- [What to work on]
- 1) In the article on walking and grip, rewrite the paragraph beginning "The study was conducted on 2,400 men and women" as a brief bulleted list that keeps its main facts.
- 2) Reproduce the passage of the article on walking and grip from "Earlier studies showed" to "problems and stroke.".
- 3) According to the article on walking and grip, how much lower was the risk of stroke and transient ischemic attack among participants with a strong grip than among those with weaker grips?

- [Text under study]
----

Take a Walk Down Memory Lane
Walking speed and strength of hand grip can help predict the risk of stroke and memory problems in old age, says a new study. “This forms a very basic test to predict the odds of getting these conditions in old age," says Erica C. Camargo MD, PhD. A decrease in walking speed may predict a decline in the person’s overall health, while a weaker grip points to reduced upper body strength.
The study was conducted on 2,400 men and women with an average age of 62 years. None of them had stroke or any forms of memory problems when they were recruited. Researchers measured the hand grip strength and walking speed of each participants. All of them had a brain scan and took memory tests at the beginning of the study. Researchers kept tabs on the participants for a period of 11 years. Out of the 2,400 participants, 79 suffered from stroke or transient ischemic attack and 34 developed dementia.
The analysis showed that the risk of memory problems was 1 1/2 times greater in people who were slow walkers, when compared to those who had a quick pace. Slow walking was also linked to lower brain volume and poor performance in memory tests, language abilities, and decision making. Participants who had a strong grip had 42% lower risk of stroke and transient ischemic attack when compared to those with weaker grips. This was especially true of people above the age of 65.
Earlier studies showed lower physical performance and frailty is associated with increased risk of dementia, but the present study clearly shows the impact of the two factors on different age groups, says Camargo, a neurologist at the Boston Medical Center in Massachusetts. In the future, additional brain function tests may be recommended for people with reduced grip strength and walking speed.
Further studies are required to explain how reduced grip strength and slower walking speed increase the risk of memory problems and stroke.

----

- [Supplied data]
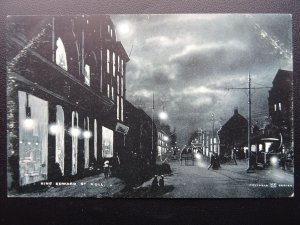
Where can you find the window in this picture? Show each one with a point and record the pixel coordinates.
(61, 56)
(121, 67)
(33, 139)
(107, 142)
(60, 138)
(118, 108)
(108, 90)
(86, 135)
(75, 132)
(122, 118)
(87, 75)
(95, 139)
(108, 61)
(279, 106)
(114, 64)
(118, 84)
(121, 86)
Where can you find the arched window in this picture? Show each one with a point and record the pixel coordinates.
(87, 74)
(61, 57)
(114, 64)
(107, 60)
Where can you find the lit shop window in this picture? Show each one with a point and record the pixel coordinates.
(74, 132)
(122, 86)
(61, 57)
(108, 90)
(114, 64)
(122, 118)
(33, 138)
(86, 135)
(118, 84)
(107, 61)
(118, 107)
(95, 139)
(107, 142)
(121, 67)
(279, 106)
(87, 74)
(58, 130)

----

- [Answers provided]
- 1)
- 2,400 men and women, average age 62, took part.
- At recruitment, none had had a stroke or any memory problems.
- Researchers measured each participant's hand grip strength and walking speed.
- All participants had a brain scan and took memory tests at the start.
- Participants were followed for 11 years.
- 79 had a stroke or transient ischemic attack, and 34 developed dementia.

- 2)
Earlier studies showed lower physical performance and frailty is associated with increased risk of dementia, but the present study clearly shows the impact of the two factors on different age groups, says Camargo, a neurologist at the Boston Medical Center in Massachusetts. In the future, additional brain function tests may be recommended for people with reduced grip strength and walking speed.
Further studies are required to explain how reduced grip strength and slower walking speed increase the risk of memory problems and stroke.

- 3) Their risk was 42% lower.